Render every line of the listing below as an item in a numbered list, leaving out the blank lines.

====== Task input

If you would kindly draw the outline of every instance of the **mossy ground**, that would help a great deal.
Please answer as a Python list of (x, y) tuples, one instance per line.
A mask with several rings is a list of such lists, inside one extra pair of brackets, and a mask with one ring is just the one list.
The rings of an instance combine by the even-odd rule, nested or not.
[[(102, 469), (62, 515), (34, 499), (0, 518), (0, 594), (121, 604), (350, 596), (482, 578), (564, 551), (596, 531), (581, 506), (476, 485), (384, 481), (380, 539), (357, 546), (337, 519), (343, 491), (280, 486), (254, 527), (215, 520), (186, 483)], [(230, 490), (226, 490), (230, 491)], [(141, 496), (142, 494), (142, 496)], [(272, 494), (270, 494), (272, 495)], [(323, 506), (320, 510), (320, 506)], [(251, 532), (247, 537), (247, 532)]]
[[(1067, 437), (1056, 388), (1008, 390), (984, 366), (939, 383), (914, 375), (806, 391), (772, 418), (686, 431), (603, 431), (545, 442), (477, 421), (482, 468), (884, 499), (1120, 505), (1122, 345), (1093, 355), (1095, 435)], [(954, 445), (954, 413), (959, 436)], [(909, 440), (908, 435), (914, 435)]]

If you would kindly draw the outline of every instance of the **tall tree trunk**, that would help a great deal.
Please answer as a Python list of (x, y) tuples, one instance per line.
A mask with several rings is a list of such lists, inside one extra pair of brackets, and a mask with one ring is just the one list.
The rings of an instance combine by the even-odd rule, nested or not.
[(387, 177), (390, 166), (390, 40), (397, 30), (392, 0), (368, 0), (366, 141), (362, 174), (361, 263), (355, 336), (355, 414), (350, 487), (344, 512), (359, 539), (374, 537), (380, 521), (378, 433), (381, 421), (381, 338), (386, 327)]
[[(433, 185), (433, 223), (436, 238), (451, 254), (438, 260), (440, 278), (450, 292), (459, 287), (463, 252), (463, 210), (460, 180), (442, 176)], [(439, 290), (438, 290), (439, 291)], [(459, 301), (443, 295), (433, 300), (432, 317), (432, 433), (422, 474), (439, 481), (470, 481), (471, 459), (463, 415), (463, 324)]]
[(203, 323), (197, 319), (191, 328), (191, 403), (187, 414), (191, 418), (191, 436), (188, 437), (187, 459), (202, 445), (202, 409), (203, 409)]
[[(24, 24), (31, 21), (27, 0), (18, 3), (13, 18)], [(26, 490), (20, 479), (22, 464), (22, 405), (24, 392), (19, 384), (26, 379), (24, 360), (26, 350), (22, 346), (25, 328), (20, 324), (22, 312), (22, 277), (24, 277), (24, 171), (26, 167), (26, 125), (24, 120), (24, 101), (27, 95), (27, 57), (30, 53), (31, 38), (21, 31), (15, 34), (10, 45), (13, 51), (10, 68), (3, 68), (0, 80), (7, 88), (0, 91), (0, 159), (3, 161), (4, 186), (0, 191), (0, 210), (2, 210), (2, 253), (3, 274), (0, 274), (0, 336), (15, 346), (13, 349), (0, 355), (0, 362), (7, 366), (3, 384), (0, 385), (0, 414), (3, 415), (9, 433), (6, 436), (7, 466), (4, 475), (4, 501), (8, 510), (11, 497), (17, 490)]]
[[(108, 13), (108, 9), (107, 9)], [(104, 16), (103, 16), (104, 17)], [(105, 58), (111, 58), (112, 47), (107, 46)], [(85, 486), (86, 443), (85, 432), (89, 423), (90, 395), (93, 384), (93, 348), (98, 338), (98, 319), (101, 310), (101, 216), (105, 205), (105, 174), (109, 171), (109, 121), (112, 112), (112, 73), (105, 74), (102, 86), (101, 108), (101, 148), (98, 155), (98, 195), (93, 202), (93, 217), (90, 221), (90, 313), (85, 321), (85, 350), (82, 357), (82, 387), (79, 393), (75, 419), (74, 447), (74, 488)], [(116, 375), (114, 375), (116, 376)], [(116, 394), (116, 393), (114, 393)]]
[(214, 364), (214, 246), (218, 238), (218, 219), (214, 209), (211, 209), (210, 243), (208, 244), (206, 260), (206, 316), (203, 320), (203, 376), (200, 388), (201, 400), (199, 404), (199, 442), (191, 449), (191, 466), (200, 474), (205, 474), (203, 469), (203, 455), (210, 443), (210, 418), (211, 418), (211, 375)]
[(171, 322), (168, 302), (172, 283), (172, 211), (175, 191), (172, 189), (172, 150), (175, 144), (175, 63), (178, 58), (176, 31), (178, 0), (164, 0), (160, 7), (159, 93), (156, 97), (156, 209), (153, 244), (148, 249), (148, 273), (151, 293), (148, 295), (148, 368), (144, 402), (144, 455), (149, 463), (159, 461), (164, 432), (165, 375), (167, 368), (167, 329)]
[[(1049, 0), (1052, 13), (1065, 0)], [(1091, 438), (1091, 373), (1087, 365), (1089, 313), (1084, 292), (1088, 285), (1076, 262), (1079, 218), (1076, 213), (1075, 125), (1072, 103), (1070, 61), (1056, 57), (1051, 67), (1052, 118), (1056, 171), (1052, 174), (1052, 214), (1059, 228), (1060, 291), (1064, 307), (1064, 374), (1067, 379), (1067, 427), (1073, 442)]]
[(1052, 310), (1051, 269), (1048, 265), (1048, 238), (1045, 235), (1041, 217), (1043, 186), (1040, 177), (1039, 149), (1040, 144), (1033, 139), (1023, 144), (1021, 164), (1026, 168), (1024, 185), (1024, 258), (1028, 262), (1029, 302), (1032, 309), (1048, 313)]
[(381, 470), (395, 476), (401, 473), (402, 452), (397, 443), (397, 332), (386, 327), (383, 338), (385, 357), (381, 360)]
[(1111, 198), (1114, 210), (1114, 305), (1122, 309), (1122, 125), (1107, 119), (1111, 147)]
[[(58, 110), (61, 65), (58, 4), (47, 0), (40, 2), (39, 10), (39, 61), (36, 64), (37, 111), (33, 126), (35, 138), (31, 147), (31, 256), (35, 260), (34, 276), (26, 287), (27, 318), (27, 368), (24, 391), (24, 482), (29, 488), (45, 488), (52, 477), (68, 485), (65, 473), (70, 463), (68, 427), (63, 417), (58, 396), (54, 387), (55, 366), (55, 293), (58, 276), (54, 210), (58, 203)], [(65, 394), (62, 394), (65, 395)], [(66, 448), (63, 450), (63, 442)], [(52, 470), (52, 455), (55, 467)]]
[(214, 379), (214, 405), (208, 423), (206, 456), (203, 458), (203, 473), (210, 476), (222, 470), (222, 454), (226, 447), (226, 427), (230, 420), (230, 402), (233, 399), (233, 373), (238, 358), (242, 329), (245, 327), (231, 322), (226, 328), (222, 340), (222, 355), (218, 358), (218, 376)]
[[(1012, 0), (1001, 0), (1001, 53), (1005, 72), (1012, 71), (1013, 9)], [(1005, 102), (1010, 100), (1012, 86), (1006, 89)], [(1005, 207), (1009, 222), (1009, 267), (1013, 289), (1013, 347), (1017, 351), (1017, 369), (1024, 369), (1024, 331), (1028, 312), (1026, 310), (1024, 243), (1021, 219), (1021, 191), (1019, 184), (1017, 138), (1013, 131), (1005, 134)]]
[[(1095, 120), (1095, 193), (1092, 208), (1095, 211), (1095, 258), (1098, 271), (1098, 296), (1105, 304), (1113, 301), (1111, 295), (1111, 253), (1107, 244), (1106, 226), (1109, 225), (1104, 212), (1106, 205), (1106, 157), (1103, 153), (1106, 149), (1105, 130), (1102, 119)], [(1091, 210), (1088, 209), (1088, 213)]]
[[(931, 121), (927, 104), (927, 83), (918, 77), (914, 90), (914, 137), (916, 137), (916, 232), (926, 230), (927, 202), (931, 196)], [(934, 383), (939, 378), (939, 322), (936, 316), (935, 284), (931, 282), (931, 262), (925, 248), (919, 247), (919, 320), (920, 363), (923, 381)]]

============

Output of the task
1. If you would kindly draw the outline of every instance of the **mossy ground**, that would help a great deal.
2. Please answer as a Python list of (x, y) tuples, one instance per line.
3. A mask with several rings is a list of such lists, inside one extra pair of brackets, and a mask with one ring is just the one list.
4. The rings of an instance combine by the even-odd rule, nested or not.
5. [[(102, 469), (62, 515), (34, 499), (0, 518), (0, 594), (121, 604), (350, 596), (482, 578), (564, 551), (596, 531), (581, 506), (476, 485), (384, 481), (380, 539), (357, 546), (337, 519), (343, 491), (280, 486), (254, 527), (215, 520), (186, 483)], [(230, 490), (226, 490), (230, 491)], [(141, 496), (142, 494), (142, 496)], [(272, 494), (270, 494), (272, 495)], [(323, 506), (320, 510), (320, 506)], [(251, 532), (247, 537), (247, 532)]]
6. [[(1067, 437), (1056, 388), (1008, 390), (984, 366), (939, 383), (914, 375), (806, 391), (772, 418), (686, 431), (603, 431), (545, 442), (477, 421), (482, 468), (884, 499), (1120, 505), (1122, 345), (1093, 355), (1095, 435)], [(954, 445), (954, 413), (959, 436)], [(909, 440), (908, 435), (914, 435)]]
7. If you would kindly draw the outline of every instance of the **tall tree trunk**, that would help a great deal.
8. Please answer as a Python list of (x, y) tuples, one instance per line.
9. A mask with several rings is a list of such lists, inside one extra pair of brackets, and a mask with one ring is just the one list.
10. The rings of an instance combine by the even-odd rule, nested or not.
11. [(387, 177), (390, 166), (390, 40), (397, 30), (392, 0), (368, 0), (366, 141), (362, 174), (361, 263), (355, 336), (355, 414), (350, 487), (344, 512), (359, 539), (374, 537), (380, 521), (378, 433), (381, 421), (381, 338), (386, 327)]
12. [[(433, 185), (433, 223), (436, 238), (451, 254), (438, 260), (440, 278), (450, 292), (459, 287), (463, 252), (463, 210), (460, 180), (442, 176)], [(439, 290), (438, 290), (439, 291)], [(459, 301), (443, 295), (433, 300), (432, 317), (432, 433), (422, 474), (439, 481), (470, 481), (471, 459), (463, 415), (463, 324)]]
13. [(203, 323), (197, 319), (191, 328), (191, 403), (187, 414), (191, 418), (191, 436), (188, 437), (187, 459), (202, 445), (202, 409), (203, 409)]
14. [[(24, 24), (31, 21), (27, 0), (18, 3), (13, 18)], [(26, 490), (20, 479), (22, 464), (22, 405), (24, 392), (19, 384), (26, 379), (24, 360), (26, 350), (22, 346), (25, 328), (20, 324), (22, 312), (22, 277), (24, 277), (24, 171), (26, 167), (26, 125), (24, 120), (24, 101), (27, 95), (27, 57), (30, 53), (31, 38), (21, 31), (15, 34), (10, 45), (13, 51), (10, 68), (3, 68), (0, 80), (7, 88), (0, 91), (0, 159), (3, 161), (4, 186), (0, 191), (0, 210), (2, 210), (2, 253), (3, 274), (0, 274), (0, 336), (15, 346), (13, 349), (0, 355), (0, 362), (7, 366), (3, 384), (0, 385), (0, 414), (3, 415), (9, 433), (6, 436), (7, 466), (4, 475), (4, 501), (8, 510), (11, 497), (17, 490)]]
15. [[(108, 13), (108, 9), (107, 9)], [(104, 16), (103, 16), (104, 17)], [(105, 58), (111, 58), (112, 47), (107, 46)], [(85, 486), (86, 443), (85, 432), (89, 423), (90, 395), (93, 384), (93, 348), (98, 338), (98, 319), (101, 310), (101, 216), (105, 205), (105, 174), (109, 171), (109, 121), (112, 112), (112, 73), (105, 74), (102, 86), (101, 108), (101, 148), (98, 155), (98, 195), (93, 202), (93, 217), (90, 221), (90, 313), (85, 321), (85, 350), (82, 357), (82, 387), (79, 393), (75, 419), (74, 447), (74, 488)], [(116, 375), (114, 375), (116, 376)], [(116, 394), (116, 393), (114, 393)]]
16. [(214, 364), (214, 246), (218, 238), (218, 219), (214, 209), (211, 209), (210, 243), (208, 244), (206, 260), (206, 316), (203, 320), (203, 376), (200, 388), (201, 400), (199, 404), (199, 442), (191, 449), (191, 466), (200, 474), (205, 474), (203, 469), (203, 455), (210, 443), (210, 418), (211, 418), (211, 375)]
17. [(171, 322), (168, 302), (172, 283), (172, 211), (175, 191), (172, 189), (172, 150), (175, 144), (175, 63), (178, 58), (176, 31), (178, 0), (164, 0), (160, 7), (159, 93), (156, 97), (156, 209), (153, 244), (148, 249), (148, 273), (151, 293), (148, 295), (148, 368), (144, 402), (144, 455), (149, 463), (159, 461), (164, 432), (165, 375), (167, 368), (167, 329)]
18. [[(1049, 0), (1052, 13), (1065, 0)], [(1091, 438), (1091, 373), (1087, 365), (1089, 313), (1084, 292), (1088, 285), (1076, 262), (1079, 218), (1076, 213), (1075, 125), (1072, 103), (1070, 61), (1056, 57), (1051, 67), (1052, 118), (1056, 171), (1052, 174), (1052, 214), (1059, 228), (1060, 291), (1064, 307), (1064, 374), (1067, 379), (1067, 427), (1073, 442)]]
19. [(1052, 310), (1051, 269), (1048, 265), (1048, 238), (1045, 235), (1041, 217), (1043, 186), (1040, 177), (1039, 149), (1040, 144), (1033, 139), (1023, 144), (1021, 164), (1026, 168), (1024, 185), (1024, 258), (1028, 262), (1029, 302), (1032, 309), (1048, 313)]
20. [(381, 470), (395, 476), (401, 473), (402, 452), (397, 443), (397, 332), (386, 327), (383, 338), (385, 357), (381, 360)]
21. [(1111, 198), (1114, 210), (1114, 305), (1122, 309), (1122, 125), (1107, 119), (1111, 147)]
22. [[(58, 110), (61, 65), (58, 4), (47, 0), (40, 2), (39, 10), (39, 61), (36, 64), (37, 111), (33, 126), (35, 138), (31, 147), (31, 256), (35, 260), (34, 276), (26, 287), (27, 318), (27, 368), (24, 391), (24, 482), (29, 488), (45, 488), (52, 477), (68, 485), (65, 473), (70, 463), (68, 427), (63, 417), (58, 396), (54, 387), (55, 366), (55, 293), (58, 276), (54, 210), (58, 203)], [(65, 394), (62, 394), (65, 395)], [(66, 448), (63, 450), (63, 442)], [(52, 470), (52, 455), (55, 467)]]
23. [(214, 379), (214, 405), (208, 423), (206, 456), (203, 458), (203, 473), (210, 476), (222, 470), (222, 454), (226, 447), (226, 427), (230, 420), (230, 402), (233, 399), (233, 373), (238, 358), (242, 329), (245, 327), (231, 322), (226, 328), (222, 340), (222, 355), (218, 358), (218, 376)]
24. [[(1012, 0), (1001, 0), (1001, 53), (1005, 72), (1012, 71), (1013, 9)], [(1005, 102), (1010, 100), (1012, 86), (1006, 89)], [(1005, 207), (1009, 222), (1009, 267), (1013, 289), (1013, 347), (1017, 351), (1017, 369), (1024, 369), (1024, 331), (1028, 312), (1026, 310), (1024, 243), (1021, 219), (1021, 191), (1019, 184), (1017, 138), (1013, 131), (1005, 134)]]
25. [[(1095, 120), (1095, 193), (1092, 208), (1095, 211), (1095, 258), (1098, 271), (1098, 296), (1105, 304), (1113, 301), (1111, 295), (1111, 253), (1107, 244), (1106, 226), (1109, 225), (1104, 212), (1106, 205), (1106, 157), (1103, 153), (1106, 149), (1105, 130), (1102, 119)], [(1091, 210), (1088, 209), (1088, 213)]]
26. [[(931, 121), (927, 104), (927, 83), (918, 77), (914, 90), (914, 137), (916, 137), (916, 232), (926, 230), (927, 202), (931, 196)], [(934, 383), (939, 378), (939, 322), (936, 316), (935, 284), (931, 282), (931, 262), (925, 248), (919, 247), (919, 320), (920, 363), (923, 381)]]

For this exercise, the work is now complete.